### PROBLEM TO SOLVE
For the data below, please report each line where the word "small" is found.
----- DATA IN THIS EXERCISE
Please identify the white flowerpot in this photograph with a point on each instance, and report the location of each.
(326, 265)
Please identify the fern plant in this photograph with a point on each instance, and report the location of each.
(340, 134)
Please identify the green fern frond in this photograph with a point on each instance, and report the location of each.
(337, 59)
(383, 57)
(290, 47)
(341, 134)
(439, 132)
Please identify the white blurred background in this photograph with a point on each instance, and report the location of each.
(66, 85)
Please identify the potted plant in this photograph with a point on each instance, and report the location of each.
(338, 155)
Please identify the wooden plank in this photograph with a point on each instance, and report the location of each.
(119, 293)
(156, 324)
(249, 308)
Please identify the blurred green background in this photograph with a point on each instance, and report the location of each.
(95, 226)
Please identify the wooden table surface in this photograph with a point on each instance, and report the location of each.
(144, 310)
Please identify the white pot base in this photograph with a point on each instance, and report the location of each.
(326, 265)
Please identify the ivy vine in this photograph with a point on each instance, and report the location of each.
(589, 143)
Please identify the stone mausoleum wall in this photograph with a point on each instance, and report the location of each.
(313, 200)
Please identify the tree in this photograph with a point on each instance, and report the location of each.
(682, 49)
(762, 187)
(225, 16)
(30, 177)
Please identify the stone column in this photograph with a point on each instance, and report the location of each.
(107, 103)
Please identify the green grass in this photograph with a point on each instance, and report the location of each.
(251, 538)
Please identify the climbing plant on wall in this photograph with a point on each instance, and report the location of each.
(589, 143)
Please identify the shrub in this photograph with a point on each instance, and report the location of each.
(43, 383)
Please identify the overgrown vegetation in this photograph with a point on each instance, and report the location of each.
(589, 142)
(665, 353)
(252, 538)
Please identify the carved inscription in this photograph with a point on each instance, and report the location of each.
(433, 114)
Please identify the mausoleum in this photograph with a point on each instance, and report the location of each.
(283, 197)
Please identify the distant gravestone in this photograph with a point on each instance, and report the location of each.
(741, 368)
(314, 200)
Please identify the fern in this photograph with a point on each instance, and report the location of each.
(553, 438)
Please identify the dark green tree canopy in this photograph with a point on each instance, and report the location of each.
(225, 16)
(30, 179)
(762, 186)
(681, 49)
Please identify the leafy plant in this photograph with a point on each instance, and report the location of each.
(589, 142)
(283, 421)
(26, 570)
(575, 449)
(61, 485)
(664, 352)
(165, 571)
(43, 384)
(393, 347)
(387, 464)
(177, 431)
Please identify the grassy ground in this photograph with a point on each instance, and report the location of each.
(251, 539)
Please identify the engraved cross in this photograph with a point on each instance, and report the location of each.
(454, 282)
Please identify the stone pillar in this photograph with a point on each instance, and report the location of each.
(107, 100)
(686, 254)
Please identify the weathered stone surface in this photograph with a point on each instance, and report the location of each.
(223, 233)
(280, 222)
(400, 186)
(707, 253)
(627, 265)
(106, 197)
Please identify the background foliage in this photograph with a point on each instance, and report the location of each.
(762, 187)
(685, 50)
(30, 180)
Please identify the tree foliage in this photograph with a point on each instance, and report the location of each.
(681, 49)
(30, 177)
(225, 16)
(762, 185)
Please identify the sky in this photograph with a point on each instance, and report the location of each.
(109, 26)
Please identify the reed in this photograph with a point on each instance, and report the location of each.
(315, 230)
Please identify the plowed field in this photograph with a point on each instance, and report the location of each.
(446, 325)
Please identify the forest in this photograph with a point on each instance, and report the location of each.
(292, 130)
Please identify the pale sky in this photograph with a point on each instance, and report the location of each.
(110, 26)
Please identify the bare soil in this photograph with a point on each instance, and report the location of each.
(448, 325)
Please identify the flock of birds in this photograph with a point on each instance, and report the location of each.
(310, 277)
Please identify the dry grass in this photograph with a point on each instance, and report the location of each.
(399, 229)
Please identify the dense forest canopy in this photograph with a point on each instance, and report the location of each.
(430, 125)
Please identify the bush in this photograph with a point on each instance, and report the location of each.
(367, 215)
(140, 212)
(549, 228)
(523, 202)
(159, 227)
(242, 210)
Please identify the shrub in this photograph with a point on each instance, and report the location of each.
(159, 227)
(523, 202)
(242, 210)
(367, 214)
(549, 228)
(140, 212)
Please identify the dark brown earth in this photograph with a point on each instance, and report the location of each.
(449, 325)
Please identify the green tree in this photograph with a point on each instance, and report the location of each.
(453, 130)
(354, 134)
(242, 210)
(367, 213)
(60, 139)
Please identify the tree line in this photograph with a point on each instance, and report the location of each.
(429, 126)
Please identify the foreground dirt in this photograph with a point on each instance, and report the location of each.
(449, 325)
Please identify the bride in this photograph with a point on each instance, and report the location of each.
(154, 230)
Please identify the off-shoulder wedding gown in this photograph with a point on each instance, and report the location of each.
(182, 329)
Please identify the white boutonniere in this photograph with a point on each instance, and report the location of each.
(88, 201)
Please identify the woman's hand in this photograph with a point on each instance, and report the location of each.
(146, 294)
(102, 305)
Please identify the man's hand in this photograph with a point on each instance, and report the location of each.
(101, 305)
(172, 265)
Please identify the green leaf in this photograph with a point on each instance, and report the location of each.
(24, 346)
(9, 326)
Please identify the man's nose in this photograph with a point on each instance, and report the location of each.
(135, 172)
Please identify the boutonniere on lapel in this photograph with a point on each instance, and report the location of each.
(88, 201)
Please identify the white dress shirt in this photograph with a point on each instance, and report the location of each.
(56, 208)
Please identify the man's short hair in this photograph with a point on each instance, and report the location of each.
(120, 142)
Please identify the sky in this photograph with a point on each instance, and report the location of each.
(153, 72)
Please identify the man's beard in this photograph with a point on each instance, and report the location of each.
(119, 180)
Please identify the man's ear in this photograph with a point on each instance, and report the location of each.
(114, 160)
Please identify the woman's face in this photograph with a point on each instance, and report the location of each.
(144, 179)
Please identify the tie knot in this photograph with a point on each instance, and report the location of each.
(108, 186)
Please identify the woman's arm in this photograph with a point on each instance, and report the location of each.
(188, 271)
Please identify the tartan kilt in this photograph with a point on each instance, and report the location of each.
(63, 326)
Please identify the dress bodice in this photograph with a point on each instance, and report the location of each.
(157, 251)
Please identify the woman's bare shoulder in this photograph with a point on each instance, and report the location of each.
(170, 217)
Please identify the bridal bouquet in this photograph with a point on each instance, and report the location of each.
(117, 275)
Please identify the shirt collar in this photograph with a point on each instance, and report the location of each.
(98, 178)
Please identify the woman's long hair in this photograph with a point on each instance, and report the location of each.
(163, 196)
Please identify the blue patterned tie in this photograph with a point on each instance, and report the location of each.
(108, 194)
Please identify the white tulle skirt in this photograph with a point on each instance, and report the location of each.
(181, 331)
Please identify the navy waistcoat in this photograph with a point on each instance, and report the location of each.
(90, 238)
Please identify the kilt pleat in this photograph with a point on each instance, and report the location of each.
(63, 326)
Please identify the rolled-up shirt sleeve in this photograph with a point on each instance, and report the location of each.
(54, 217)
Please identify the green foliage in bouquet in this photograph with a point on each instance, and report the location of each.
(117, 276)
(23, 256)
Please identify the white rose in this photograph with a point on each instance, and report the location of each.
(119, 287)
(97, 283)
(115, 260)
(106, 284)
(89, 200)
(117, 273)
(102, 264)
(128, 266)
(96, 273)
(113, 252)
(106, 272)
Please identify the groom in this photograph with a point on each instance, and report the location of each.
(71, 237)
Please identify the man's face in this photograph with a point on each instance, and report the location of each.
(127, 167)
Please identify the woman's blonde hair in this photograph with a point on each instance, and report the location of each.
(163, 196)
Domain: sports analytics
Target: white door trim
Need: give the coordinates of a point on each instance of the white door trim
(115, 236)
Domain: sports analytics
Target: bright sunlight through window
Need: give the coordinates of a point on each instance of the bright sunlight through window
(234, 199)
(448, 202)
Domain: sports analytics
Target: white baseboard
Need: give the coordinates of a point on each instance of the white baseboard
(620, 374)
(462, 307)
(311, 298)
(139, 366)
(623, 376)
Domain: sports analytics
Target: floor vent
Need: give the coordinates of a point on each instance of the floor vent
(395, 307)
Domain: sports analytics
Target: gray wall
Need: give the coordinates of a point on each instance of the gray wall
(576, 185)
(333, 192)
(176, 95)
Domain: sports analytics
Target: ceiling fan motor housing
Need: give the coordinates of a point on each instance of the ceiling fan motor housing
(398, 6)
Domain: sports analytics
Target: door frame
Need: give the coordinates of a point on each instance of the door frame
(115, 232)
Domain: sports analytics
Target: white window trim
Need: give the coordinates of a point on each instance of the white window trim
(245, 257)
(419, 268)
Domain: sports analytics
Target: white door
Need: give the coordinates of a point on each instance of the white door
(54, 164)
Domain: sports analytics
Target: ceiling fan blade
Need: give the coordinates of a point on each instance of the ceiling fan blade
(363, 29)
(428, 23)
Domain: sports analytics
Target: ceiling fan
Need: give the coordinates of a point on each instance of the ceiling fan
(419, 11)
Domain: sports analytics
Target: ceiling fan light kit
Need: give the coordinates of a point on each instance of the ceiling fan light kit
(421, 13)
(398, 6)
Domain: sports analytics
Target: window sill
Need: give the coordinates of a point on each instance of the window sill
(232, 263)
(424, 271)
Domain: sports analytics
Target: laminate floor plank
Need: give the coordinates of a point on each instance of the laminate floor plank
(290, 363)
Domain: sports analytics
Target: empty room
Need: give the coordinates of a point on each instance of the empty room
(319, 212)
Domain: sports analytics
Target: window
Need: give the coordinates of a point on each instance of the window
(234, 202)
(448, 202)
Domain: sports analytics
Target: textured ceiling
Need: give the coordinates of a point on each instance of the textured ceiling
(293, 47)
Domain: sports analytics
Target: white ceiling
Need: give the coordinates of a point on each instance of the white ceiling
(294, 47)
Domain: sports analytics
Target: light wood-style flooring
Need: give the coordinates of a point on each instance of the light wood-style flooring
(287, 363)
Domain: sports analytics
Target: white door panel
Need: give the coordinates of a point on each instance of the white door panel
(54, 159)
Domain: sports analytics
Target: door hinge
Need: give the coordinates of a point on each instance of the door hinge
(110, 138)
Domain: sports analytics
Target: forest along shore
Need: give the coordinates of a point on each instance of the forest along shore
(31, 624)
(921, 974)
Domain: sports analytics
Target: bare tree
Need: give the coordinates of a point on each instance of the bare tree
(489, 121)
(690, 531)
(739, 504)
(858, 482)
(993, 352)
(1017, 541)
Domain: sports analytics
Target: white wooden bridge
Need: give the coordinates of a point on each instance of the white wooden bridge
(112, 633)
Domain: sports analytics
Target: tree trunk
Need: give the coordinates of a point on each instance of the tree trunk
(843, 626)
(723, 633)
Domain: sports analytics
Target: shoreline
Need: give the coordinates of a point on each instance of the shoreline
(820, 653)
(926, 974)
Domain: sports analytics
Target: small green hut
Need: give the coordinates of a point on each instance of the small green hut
----------
### SOLUTION TO THE EXERCISE
Target: small green hut
Need: give the coordinates of a point on each instance of the small green hut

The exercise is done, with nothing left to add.